• ASSIGNMENT
Would you repeat every entry below word for word but drop the images?

• EXERCISE DATA
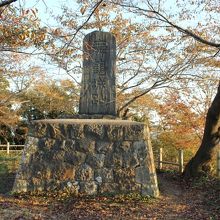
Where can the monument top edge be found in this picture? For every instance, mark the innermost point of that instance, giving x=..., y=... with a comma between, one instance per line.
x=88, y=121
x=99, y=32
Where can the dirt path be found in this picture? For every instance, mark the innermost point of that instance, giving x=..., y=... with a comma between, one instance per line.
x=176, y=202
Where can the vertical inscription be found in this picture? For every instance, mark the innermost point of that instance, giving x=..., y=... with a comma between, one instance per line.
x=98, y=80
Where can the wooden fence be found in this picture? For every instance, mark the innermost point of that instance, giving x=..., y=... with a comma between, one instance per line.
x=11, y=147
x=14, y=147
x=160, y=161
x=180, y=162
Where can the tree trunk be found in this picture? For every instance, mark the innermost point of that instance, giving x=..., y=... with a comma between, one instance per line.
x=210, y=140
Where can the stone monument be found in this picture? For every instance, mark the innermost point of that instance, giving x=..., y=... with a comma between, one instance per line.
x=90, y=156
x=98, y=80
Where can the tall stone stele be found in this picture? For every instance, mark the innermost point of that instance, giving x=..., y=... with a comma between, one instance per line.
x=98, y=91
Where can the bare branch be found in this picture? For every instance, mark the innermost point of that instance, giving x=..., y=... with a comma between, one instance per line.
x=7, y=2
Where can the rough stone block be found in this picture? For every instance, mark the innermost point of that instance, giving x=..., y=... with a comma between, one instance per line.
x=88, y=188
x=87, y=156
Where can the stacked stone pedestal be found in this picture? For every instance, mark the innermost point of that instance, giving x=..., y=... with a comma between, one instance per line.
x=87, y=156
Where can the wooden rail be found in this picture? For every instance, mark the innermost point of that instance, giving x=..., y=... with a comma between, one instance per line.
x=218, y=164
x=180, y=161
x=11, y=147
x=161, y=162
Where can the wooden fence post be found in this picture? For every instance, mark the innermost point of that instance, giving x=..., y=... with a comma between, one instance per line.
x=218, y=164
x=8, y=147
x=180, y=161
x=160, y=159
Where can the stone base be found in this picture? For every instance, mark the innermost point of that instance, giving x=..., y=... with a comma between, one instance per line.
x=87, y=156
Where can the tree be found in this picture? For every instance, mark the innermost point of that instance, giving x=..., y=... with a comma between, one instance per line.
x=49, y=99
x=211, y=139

• OUTPUT FOR THIS EXERCISE
Where can the monument top edge be found in this picture? For every instance, mark the innermost point of that instance, giving x=..., y=... with a comma between, one instance per line.
x=88, y=121
x=99, y=32
Where can the dirt path be found in this picture? For every instance, mark the innermost point of that instance, giving x=..., y=... with a comma between, one instance per line.
x=176, y=202
Where can the vertical inscription be found in this picture? For every instance, mark the innermost point of that instance, giving x=..., y=... with a comma between, one instance per line.
x=98, y=80
Where can the wooden fence be found in this picture? For every instance, mark the innermost point of that instance, giving x=..., y=... with a comma between, one instance per line.
x=11, y=147
x=14, y=147
x=160, y=161
x=180, y=162
Where can the tree trunk be found in this picture? For every instance, mark the innermost point of that instance, giving x=..., y=... with a comma between, one instance per line.
x=210, y=140
Where can the stone monument be found in this picture? For every instance, mark the innermost point of that instance, giving x=..., y=... with a comma between, one instance per line.
x=90, y=156
x=98, y=80
Where can the tall stone stele be found in this picture? For every instance, mark the innermost point of that instance, giving x=..., y=... with a comma between, one instance per line.
x=98, y=91
Where can the bare branch be found in this picture? For every instance, mark the innermost point of that instance, giving x=..., y=... with a comma between, one instance per line.
x=7, y=2
Where can the rough stone block be found in this picture? For every instance, mark the innermost point of that instance, giving x=..., y=... with a comma between, one instance per line.
x=88, y=188
x=87, y=156
Where can the stacked stone pedestal be found in this picture? For every instance, mark the innermost point of that instance, giving x=..., y=... with a comma between, one instance per line.
x=87, y=156
Where can the wooden rail be found in this picture? For every instance, mark the innermost point of that instance, giving x=..., y=... with a comma between, one instance per line.
x=218, y=164
x=180, y=161
x=11, y=147
x=161, y=162
Where can the wooden fence post be found in this picture? For every instance, mark the innermost point of that instance, giving x=..., y=... with a comma between, one instance per line.
x=218, y=164
x=8, y=147
x=180, y=161
x=160, y=159
Where can the stone base be found in this picture? For every instance, mark the innermost point of that instance, giving x=..., y=... with a comma between, one instance per line.
x=87, y=156
Where can the tree be found in this picture? For every instance, mark the innermost point of that instance, giving x=..., y=... with a comma between, one instance per line.
x=49, y=99
x=211, y=139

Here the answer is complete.